> WHAT IS NEEDED: Quote the lines below exactly, from the one that holds "Practice. Locate the leafy" through the final line of the records, and only those.

> RECORD EXCERPTS:
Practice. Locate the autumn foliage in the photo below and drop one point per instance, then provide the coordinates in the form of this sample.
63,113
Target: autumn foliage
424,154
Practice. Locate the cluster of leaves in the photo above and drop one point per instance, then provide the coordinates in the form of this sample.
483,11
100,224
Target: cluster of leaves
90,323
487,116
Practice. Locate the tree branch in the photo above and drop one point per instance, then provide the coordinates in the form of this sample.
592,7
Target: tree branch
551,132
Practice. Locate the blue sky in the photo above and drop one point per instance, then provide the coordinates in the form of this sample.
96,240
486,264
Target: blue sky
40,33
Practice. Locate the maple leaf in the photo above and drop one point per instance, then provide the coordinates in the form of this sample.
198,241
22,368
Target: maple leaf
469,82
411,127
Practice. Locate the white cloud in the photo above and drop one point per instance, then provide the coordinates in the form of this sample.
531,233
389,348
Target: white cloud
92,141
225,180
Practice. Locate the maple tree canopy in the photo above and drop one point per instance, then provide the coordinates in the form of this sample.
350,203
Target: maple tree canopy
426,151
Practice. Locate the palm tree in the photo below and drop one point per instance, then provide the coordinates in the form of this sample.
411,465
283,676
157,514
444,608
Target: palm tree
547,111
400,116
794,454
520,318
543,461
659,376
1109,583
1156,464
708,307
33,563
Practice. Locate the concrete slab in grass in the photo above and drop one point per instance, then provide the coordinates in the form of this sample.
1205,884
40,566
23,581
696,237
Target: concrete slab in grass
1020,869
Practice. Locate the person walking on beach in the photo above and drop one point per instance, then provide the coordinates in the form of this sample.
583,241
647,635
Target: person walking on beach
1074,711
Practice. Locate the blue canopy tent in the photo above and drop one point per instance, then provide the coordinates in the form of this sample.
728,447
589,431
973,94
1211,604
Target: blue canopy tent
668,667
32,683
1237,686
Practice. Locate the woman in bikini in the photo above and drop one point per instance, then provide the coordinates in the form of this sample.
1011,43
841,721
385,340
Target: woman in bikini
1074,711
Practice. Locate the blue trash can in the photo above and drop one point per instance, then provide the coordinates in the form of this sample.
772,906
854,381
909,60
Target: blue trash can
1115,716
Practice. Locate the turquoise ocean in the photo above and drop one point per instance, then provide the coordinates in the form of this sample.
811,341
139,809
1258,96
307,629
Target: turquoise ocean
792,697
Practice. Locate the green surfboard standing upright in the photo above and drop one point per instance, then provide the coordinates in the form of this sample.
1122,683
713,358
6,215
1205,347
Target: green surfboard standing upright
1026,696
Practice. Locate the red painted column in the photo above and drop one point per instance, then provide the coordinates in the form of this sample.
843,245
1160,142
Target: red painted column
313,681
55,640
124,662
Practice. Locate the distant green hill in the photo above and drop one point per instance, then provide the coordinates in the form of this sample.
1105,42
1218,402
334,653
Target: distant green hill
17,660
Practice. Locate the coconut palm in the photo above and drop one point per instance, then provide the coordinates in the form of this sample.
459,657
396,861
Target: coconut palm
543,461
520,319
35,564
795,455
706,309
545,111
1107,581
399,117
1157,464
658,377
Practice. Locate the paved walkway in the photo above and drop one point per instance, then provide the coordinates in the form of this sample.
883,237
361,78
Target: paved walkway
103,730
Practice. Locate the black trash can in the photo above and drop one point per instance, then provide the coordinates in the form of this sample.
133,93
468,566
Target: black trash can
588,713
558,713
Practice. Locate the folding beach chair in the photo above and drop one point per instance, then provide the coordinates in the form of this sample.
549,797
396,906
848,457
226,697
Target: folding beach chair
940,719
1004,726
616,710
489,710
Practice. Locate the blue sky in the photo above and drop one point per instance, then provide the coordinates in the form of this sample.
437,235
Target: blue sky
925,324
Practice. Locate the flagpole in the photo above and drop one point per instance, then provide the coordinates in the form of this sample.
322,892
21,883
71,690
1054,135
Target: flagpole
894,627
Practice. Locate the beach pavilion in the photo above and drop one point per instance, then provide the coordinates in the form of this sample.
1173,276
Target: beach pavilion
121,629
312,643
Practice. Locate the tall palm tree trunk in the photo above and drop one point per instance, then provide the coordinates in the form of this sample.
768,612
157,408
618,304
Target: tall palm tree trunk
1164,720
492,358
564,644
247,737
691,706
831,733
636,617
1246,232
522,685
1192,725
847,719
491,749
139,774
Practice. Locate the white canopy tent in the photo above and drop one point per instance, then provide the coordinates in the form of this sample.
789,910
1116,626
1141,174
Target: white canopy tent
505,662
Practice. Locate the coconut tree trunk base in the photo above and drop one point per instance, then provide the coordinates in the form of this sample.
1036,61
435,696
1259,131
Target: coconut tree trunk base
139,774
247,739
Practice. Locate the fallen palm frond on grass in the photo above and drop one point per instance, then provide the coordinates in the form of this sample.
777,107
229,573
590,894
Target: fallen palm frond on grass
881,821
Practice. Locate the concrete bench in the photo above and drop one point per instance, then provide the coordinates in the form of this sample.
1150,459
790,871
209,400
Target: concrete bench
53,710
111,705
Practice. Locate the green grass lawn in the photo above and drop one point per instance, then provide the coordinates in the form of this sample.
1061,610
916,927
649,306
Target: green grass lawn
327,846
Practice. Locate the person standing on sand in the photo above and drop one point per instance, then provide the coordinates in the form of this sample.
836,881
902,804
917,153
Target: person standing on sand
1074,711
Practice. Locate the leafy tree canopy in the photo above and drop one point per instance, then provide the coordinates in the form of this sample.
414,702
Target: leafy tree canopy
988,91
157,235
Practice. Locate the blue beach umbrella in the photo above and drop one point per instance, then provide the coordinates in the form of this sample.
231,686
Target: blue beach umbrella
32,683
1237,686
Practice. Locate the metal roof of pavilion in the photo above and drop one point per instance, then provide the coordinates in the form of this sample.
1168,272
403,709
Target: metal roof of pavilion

> SOLUTION:
Practice. Locate the leafy tree canopy in the photo above and drop one point per instance, then provide the coordinates in the form of this sample.
414,702
Target: leafy tree canopy
988,91
157,235
Practice. Locate the blue beach umbrella in the photo above and drop one point per instance, then provide the coordinates in the form of this sample.
231,686
Target: blue beach umbrella
32,683
1237,686
Practice. Locate the metal roof of pavilion in the photo above and drop one point per instance, then provide the coordinates in the form of this sample.
1168,272
403,709
Target: metal roof of pavilion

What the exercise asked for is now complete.